[INFORMATION Boundary: Start]
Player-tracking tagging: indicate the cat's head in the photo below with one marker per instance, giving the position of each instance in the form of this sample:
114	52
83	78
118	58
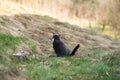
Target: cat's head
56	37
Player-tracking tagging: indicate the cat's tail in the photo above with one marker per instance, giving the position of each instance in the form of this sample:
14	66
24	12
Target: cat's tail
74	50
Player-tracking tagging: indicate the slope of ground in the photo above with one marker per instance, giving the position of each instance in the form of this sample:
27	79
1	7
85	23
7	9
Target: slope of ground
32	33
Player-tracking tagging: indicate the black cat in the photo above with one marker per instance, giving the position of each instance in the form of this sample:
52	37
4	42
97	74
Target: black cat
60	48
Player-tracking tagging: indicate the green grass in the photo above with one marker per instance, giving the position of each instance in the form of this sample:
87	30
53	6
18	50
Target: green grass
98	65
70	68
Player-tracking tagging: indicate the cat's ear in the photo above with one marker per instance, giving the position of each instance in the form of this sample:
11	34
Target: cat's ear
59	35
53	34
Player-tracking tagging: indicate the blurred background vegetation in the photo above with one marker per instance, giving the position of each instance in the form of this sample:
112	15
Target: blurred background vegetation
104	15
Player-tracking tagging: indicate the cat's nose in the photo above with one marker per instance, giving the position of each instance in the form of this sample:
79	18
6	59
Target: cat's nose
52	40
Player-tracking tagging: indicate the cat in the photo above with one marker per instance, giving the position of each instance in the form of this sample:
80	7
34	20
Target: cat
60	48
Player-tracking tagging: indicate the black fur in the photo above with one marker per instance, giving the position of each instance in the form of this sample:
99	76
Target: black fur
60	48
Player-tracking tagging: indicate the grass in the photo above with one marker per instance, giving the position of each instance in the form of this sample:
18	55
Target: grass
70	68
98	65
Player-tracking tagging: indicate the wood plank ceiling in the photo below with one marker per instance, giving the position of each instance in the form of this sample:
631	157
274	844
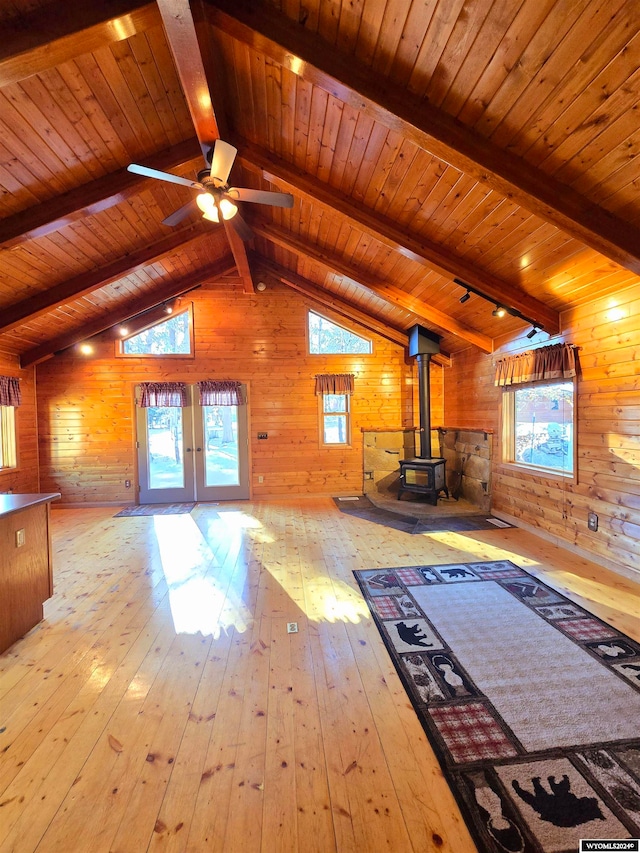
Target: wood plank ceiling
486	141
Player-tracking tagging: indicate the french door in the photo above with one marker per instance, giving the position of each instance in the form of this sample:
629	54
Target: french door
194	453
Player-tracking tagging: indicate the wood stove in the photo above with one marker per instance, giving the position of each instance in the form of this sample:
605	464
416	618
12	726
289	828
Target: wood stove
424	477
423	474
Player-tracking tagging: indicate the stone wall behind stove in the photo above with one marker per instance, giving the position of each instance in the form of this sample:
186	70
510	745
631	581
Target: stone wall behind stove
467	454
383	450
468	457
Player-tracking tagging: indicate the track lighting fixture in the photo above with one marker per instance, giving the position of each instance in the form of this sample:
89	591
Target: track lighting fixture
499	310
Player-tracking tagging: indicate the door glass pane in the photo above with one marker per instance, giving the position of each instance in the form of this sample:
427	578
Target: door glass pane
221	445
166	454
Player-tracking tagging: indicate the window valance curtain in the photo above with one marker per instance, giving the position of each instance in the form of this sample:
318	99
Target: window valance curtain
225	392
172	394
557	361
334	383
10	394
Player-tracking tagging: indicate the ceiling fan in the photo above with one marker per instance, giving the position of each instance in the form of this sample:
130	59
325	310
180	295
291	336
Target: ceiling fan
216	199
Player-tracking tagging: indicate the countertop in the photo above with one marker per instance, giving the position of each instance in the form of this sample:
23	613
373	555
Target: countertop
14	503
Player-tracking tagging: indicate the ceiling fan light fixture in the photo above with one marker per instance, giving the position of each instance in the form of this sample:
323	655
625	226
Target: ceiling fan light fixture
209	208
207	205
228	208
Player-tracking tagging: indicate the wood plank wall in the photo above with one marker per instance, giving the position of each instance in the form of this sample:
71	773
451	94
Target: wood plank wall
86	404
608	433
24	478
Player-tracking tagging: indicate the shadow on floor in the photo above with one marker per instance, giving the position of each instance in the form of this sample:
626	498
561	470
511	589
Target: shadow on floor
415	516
[INFORMATION Boundary: End]
[INFORMATION Boundary: Start]
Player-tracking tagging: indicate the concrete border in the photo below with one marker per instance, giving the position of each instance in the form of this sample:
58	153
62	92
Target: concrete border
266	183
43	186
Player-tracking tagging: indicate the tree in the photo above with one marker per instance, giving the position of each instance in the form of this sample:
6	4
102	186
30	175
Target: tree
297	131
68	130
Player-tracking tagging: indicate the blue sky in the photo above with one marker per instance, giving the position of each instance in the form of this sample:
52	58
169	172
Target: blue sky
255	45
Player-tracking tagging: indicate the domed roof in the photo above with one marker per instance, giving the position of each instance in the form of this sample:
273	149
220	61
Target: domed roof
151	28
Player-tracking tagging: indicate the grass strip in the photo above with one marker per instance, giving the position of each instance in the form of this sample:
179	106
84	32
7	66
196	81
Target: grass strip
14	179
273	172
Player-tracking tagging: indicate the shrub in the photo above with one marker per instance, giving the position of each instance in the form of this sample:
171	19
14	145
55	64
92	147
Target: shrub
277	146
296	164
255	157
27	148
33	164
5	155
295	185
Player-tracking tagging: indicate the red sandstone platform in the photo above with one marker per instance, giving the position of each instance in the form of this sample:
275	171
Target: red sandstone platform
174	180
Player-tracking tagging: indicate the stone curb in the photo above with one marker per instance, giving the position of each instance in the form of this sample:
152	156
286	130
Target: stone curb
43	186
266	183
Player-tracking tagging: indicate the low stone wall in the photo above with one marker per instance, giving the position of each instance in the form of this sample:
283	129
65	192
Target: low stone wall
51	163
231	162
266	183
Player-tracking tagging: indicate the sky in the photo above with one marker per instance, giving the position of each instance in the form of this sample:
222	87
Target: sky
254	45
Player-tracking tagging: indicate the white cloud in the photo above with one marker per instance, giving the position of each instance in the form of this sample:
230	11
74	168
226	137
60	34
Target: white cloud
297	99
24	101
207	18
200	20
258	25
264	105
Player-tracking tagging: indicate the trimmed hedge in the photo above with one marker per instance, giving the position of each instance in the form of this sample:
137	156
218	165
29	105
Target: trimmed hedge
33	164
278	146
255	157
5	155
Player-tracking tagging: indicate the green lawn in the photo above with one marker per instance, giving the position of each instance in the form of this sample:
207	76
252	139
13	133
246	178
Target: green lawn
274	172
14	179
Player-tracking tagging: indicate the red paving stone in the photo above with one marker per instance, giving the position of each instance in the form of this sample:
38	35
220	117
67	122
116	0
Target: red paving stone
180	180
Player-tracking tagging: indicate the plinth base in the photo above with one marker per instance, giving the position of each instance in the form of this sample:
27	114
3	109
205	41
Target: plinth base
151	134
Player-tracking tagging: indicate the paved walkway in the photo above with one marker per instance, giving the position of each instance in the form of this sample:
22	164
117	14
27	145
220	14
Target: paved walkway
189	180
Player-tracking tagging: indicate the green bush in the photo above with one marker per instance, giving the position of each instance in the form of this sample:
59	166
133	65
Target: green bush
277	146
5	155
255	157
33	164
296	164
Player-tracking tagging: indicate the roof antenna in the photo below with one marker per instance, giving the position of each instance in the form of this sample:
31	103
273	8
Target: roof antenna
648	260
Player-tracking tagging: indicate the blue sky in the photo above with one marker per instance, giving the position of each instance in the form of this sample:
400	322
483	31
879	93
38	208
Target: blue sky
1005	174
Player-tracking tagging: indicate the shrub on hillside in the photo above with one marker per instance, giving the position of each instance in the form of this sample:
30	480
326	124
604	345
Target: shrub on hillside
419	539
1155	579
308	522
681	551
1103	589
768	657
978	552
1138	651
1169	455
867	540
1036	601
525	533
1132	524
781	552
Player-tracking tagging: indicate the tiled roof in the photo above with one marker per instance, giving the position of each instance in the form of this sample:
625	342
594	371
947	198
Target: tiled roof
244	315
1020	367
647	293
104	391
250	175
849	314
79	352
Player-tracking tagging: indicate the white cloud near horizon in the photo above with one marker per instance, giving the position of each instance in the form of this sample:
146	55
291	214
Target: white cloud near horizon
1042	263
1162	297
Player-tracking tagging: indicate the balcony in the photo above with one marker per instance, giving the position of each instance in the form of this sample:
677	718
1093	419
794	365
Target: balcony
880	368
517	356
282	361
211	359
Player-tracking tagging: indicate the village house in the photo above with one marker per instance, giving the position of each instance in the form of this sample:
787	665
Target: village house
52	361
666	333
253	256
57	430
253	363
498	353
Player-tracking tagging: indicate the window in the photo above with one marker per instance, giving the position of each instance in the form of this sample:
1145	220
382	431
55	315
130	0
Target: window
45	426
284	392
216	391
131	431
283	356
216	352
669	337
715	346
[INFORMATION Boundary: End]
◆ **ABOUT THIS TASK**
Could you copy every line from the records that has "below" in it?

◆ **TASK ANSWER**
Player-tracking tagging: indicate the cat's head in the photo below with one marker per instance, giving the position of each instance in the form of this sample:
Player-tracking tagging: indicate the wood plank ceiling in the photo below with one marker per instance, giving the position of each instance in the form of this sample:
Player-tracking tagging: indicate the concrete border in the photo below with one marker per instance, giving the position of each instance in the form of this sample:
Player-tracking tagging: indicate the roof antenna in the photo below with one marker per instance, giving the position of each instance in the form of this sample:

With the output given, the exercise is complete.